Exercise task:
Rewrite every one of the records below as a Markdown table with the columns "Row" and "Line", giving each line its own numbered row and skipping blank lines. Leave the pictures out.

───── Given data ─────

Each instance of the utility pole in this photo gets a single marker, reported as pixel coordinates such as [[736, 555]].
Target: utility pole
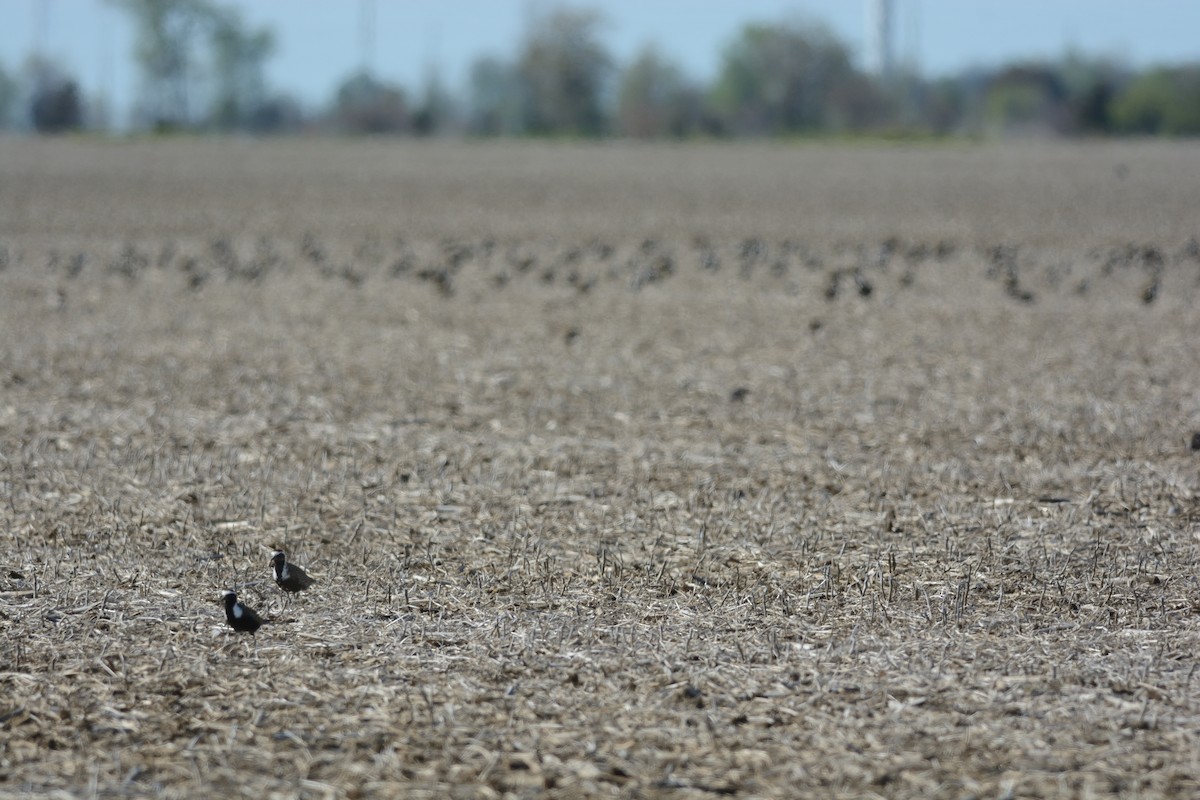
[[880, 56], [366, 35]]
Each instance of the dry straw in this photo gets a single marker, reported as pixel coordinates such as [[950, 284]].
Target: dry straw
[[689, 486]]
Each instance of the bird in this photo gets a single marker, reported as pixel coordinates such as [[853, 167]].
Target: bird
[[240, 617], [289, 577]]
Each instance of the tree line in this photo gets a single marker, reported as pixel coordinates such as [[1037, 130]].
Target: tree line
[[202, 67]]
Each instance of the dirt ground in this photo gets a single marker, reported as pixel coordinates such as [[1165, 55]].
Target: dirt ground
[[634, 471]]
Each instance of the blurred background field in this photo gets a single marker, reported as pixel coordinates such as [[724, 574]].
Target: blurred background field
[[627, 470]]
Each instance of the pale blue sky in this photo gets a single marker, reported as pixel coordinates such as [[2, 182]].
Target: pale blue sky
[[321, 41]]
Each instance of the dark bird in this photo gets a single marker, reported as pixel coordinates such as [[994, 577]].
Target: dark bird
[[288, 576], [240, 617]]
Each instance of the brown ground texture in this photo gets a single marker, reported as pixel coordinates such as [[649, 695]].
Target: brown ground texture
[[634, 471]]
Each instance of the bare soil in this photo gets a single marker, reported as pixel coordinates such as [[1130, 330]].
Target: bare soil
[[636, 471]]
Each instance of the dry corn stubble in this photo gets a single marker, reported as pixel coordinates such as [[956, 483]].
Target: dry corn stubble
[[633, 471]]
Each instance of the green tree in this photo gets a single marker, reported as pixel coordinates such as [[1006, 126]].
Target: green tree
[[239, 55], [1163, 101], [564, 70], [365, 104], [655, 100], [496, 100], [55, 103], [7, 97], [791, 77], [168, 32], [435, 110]]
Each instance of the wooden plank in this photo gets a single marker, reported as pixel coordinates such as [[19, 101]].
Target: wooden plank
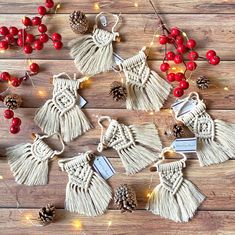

─────

Response to the task:
| Row | Line |
|---|---|
| 1 | Each instance of the utility pole in this photo gets a single marker, reported as pixel coordinates such as [[736, 555]]. |
| 2 | Target: utility pole |
| 3 | [[880, 56], [366, 35]] |
| 4 | Each instance of the dry straw in this photo gets a single marker, reported as pixel coordinates such as [[950, 284]]. |
| 5 | Target: dry straw |
| 6 | [[689, 486]] |
| 7 | Each instance of the bird in this photo gets a single marker, reported as pixel coordinates such as [[853, 167]]. |
| 8 | Target: bird |
| 9 | [[240, 617], [289, 577]] |
| 10 | Each instance of the tree line in this photo gets a single marker, reported as pixel coordinates such as [[1037, 130]]. |
| 11 | Target: tree line |
| 12 | [[202, 67]] |
| 13 | Each instance of the dirt ground in this photo gets a single marker, reported as pixel coordinates such as [[1165, 55]]. |
| 14 | Target: dirt ground |
| 15 | [[634, 471]] |
| 16 | Each instance of the blurred background field in this photo gets a single marker, reported as pixel coordinates such as [[724, 574]]. |
| 17 | Target: blurred background field |
| 18 | [[627, 470]] |
| 19 | Each instance of the pale blue sky in this photo gets a single marker, reported as pixel coordinates such as [[2, 182]]. |
| 20 | Target: pale blue sky |
| 21 | [[321, 41]] |
| 22 | Each instance of the dark bird in this photo gets a single marker, reported as pixel coordinates such as [[994, 577]]. |
| 23 | Target: dark bird |
| 24 | [[288, 576], [240, 617]] |
| 25 | Each instance of the brown ground texture in this photo gets a single marker, reported as pixel coordinates such as [[649, 695]]. |
| 26 | Target: brown ground texture |
| 27 | [[634, 471]] |
| 28 | Each instance of the bare soil in this photo gets a single marker, reported as pixel coordinates such as [[1130, 330]]. |
| 29 | Target: bare soil |
| 30 | [[636, 471]] |
| 31 | Each instance of the dry corn stubble in this photo gets a single marker, reported as pixel coordinates such as [[956, 483]]. |
| 32 | Target: dry corn stubble |
| 33 | [[633, 471]] |
| 34 | Each instance of the green tree in this photo gets a single marker, reported as pixel coordinates such as [[1006, 126]]. |
| 35 | Target: green tree |
| 36 | [[239, 55], [1163, 101], [564, 70], [365, 104], [655, 100], [496, 100], [55, 103], [7, 97], [791, 77], [168, 32], [435, 110]] |
| 37 | Each instance of the wooden plank in this photo gets a single marker, reported as pixel coordinates such as [[19, 101]]. |
| 38 | Target: wooden plank |